◆ EXERCISE TASKS:
a – Return the passage of the Essure report between "Smith and Gilcrease" and "to another page.", inclusive.
b – Summarize the Essure report in two sentences.
c – In the Essure report, what metal is Essure made of?

Across the country and right here in Oklahoma, thousands of women are experiencing what they say are horrific side effects from a product called Essure.
Essure is a form of permanent birth control that involves the placement of tiny metal coils into the fallopian tubes. The product is FDA approved, but some women say it's ruining their lives and needs to be pulled off the market.
Women FOX25 spoke with say their lives haven't been the same since they had the Essure procedure. But no doctor will attribute their symptoms to Essure, therefore no insurance will pay to have it removed. so they live with the pain day after day.
Women are experiencing hives all over their body, excessive bleeding, sharp pains in their ovaries and a host of other side effects.
in 2003 mother of two Lisa Gilcrease was done having children and wanted a permanent birth control solution that would get her back on her feet as soon as possible. Her doctor recommended Essure.
"They said it was very easy to get. it was in and out and it's done," Gilcrease said. Doctors told her there were no long term side effects and Essure was her best option.
"They said nothing about it being made from anything. They just said it's little metal coils," she said. Within a week of having Essure Gilcrease started having incredible pain.
Last year, Kimberly Smith made that same life altering decision. Smith says her doctor didn't tell her about any side effects or how Essure was made. Essure is made of nickel, and Smith believes the nickel in Essure is causing her to break out in hives and gain weight. She's always tired, has headaches, and says the pain is often intolerable.
"So I went to my doctor and told him I think I have an allergic reaction to them and of course they said no," Smith said.
Smith and Gilcrease are not alone. 3,200 women are documenting their symptoms on a Facebook page called Essure Problems. Many are frustrated no doctor will attribute their symptoms to the product. The Essure Problems Facebook page we found is a closed group, but click here for a link to another page.

◆ DATA:
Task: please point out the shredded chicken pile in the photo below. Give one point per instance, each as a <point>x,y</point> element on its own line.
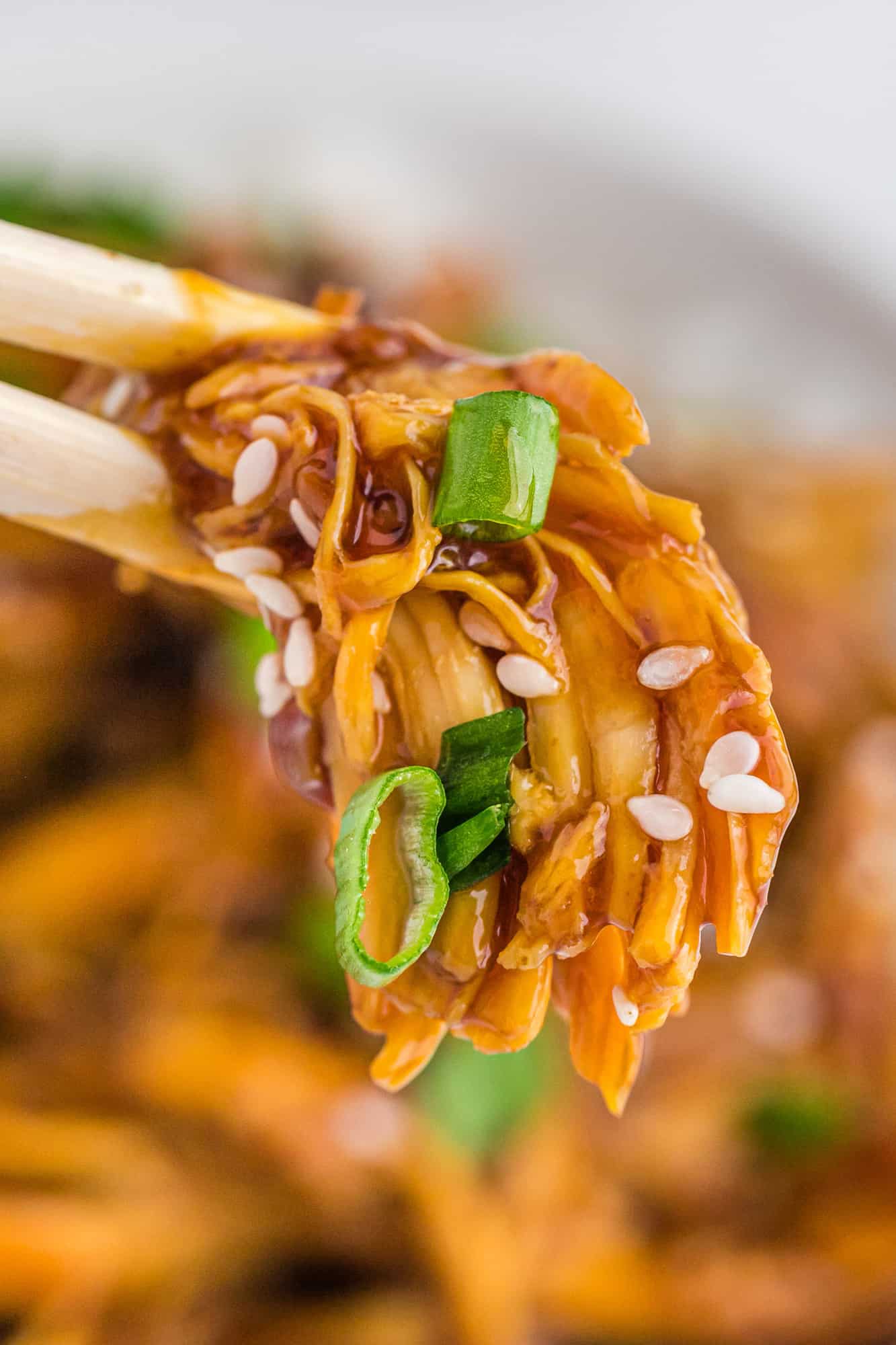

==

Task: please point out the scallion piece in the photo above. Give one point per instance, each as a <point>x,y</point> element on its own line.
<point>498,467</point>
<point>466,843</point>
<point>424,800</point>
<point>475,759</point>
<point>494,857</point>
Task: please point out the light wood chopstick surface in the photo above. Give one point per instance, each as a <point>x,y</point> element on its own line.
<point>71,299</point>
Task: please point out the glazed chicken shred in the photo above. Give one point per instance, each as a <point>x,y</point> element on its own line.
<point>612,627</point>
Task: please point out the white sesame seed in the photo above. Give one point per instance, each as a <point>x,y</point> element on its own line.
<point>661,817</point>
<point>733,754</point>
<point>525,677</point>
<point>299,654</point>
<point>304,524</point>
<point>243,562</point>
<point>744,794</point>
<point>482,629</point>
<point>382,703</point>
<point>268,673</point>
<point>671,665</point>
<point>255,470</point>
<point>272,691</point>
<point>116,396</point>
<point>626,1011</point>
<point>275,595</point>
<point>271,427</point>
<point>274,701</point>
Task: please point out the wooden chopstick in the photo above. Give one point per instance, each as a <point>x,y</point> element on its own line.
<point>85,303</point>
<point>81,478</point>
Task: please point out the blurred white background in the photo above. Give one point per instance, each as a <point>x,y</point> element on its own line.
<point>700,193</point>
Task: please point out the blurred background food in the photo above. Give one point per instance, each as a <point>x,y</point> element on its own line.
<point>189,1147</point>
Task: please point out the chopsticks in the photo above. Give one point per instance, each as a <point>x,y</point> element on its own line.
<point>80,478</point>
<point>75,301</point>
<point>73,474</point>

---

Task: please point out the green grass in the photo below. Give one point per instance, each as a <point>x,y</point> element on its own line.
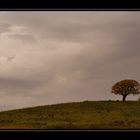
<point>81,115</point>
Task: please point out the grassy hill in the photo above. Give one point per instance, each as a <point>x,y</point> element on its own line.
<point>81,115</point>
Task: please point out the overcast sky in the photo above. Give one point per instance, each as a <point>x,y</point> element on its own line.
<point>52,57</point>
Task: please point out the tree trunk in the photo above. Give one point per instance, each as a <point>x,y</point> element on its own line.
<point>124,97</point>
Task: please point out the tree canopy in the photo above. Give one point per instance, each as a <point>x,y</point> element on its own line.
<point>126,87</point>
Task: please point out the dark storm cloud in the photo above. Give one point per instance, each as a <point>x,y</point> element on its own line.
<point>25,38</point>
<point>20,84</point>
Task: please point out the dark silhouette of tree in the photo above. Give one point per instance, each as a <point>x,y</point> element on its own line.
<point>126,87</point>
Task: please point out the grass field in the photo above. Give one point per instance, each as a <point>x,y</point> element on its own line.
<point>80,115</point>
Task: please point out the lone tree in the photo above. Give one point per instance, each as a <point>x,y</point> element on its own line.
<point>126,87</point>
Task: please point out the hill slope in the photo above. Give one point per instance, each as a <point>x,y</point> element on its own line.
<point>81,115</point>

◆ RESULTS FOR THE EXERCISE:
a –
Smith and Gilcrease are not alone. 3,200 women are documenting their symptoms on a Facebook page called Essure Problems. Many are frustrated no doctor will attribute their symptoms to the product. The Essure Problems Facebook page we found is a closed group, but click here for a link to another page.

b – Essure is an FDA-approved form of permanent birth control that places tiny metal coils in the fallopian tubes, but some women say it is ruining their lives with side effects such as hives, excessive bleeding and sharp ovarian pain. Because no doctor will attribute their symptoms to Essure, no insurance will pay for removal, and 3,200 women are documenting their symptoms on a Facebook page called Essure Problems.

c – Nickel.